= Source excerpt =
•••••
Ian Hunter reports on the 2016 British Fantasy Convention
Billed as 'Fantasycon-By-the-Sea', the 2016 Fantasycon was a whole month earlier than the previous year’s event in Nottingham, and perhaps the organisers were listening as that year’s venue was in the university campus a good tram or bus ride away from the city centre and all its amenities –think pubs and curry houses. This year – as the name described – we were right beside the seaside, sharing the convention between two venues – 'uh, oh,' I’m sure some people thought, but the venues were the Grand Hotel and the Royal Hotel were actually across the road from each other, only minutes apart. Another sign that the organisers had been listening was that the cost per room in the Grand was only £55 per night, which included breakfast and dinner, so for me, there was no major curry bill, and even more money to spend on books.
Proceedings started - barely - on the Thursday with registration and a pre-launch party at the town’s Terror Tower on the seafront. I gave that a miss and did a mini pub crawl before finding a pub with a heavy metal DJ – it is not often you are walking down the street at midnight and can hear the music of prog band Porcupine Tree coming from somewhere. Proceedings got into full swing on the Friday with panels starting at 3pm, followed by a regular series of readings and book launches. Book launches are a big thing at Fantasycon and if I counted correctly there were 16 that Friday, one after another in various locations from 3pm to 9pm and Fantasycon really is the sort of event where you can just attend book launches and little else. I did manage to get out and visit the castle, the old town and the grave of Anne Bronte on my travels and return in time for the Fantasycon Prize Bingo, a poor substitute for the late, lamented Fantasycon raffle which I have fond memories of, being the winner of some major prizes and some utter dreck. I followed up a fruitless bingo session with the Mike Carey guest of honour interview. Fantasycon had a rash of GoHs this year, and someone to suit everyone, including Elizabeth Bear, Mike Carey, Frances Hardinge, Scott Lynch, Adam Nevill, James Smythe and Joe Hill (who was one of several people who ran a master-class, Hill’s not surprisingly was on comic writing given his stint writing the “Locke and Key” series among other titles).
•••••
= Raw data =
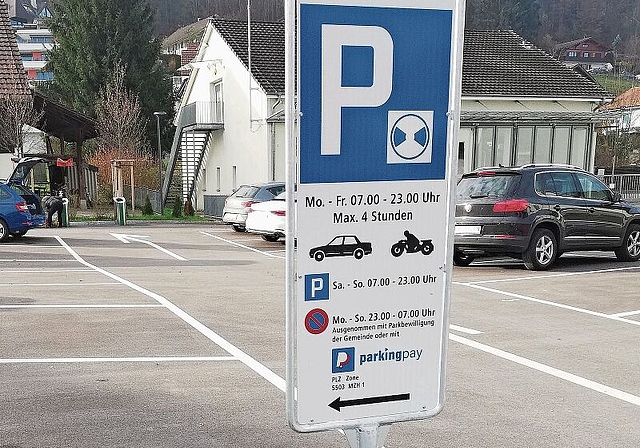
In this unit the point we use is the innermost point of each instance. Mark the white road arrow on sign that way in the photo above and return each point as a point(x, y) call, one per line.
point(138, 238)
•••••
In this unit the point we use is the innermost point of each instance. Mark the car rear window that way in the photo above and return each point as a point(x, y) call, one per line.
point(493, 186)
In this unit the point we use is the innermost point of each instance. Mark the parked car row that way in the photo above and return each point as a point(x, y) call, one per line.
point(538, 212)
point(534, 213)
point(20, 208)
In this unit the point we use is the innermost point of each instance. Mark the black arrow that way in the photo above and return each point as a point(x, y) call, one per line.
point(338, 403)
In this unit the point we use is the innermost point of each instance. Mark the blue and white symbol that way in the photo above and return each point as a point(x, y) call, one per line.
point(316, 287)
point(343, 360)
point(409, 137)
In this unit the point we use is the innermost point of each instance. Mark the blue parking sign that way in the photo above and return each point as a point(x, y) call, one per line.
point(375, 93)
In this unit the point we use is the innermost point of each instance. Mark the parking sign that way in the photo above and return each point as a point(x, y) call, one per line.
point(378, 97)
•••••
= Set exercise 1 =
Using the Fantasycon report above the items, decide whether each statement agrees with it, answering yes or no and quoting the deciding words: (a) A room at the Grand Hotel cost £55 per night with breakfast and dinner included. (b) The writer went to the pre-launch party at the Terror Tower. (c) Panels on the Friday began at 3pm.
= Set exercise 2 =
Carry on the Fantasycon report from after its last sentence, writing the next part in the same voice.

= Written response 1 =
(a) Yes: "the cost per room in the Grand was only £55 per night, which included breakfast and dinner"
(b) No: "I gave that a miss and did a mini pub crawl"
(c) Yes: "panels starting at 3pm"

= Written response 2 =
I got into the action on the Saturday as in the previous year I had been 'volunteered' to finish off a story started by the late, great Joel Lane – author, poet, and critic – who had died in his sleep a few years earlier. Alchemy Press had gathered Joel’s notes and fragments and asked his friends to finish them off. I foolishly chose something called 'The Second Death' which unusually for Joel was a sword and sorcery tale and have to admit I struggled to write it in that style so changed it completely to a story set in the Scottish highlands. The launch event for the resulting book – Something Remains was packed, as was another signing event for NewCon Press which the Glasgow SF Writers Circle had muscled their way into to launch their 30th anniversary collection Thirty Years of Rain. If you haven’t guessed the book launches continued as did the master-classes on a whole range of topics from writing warfare and the use of weapons; politics and world building; and points of view to the general trials and tribulations of being a writer. Elsewhere there were a series of agents and editor sessions, a variety of panels on topics ranging from anti heroes, young adult writing and historical fantasy a reading strand, with 46 writers taking part at different points during the day. There was also the annual poetry reading bash and, as Poetry Editor for the British Fantasy Society, I took part to read some poems and nab some poets whose work I wanted to publish.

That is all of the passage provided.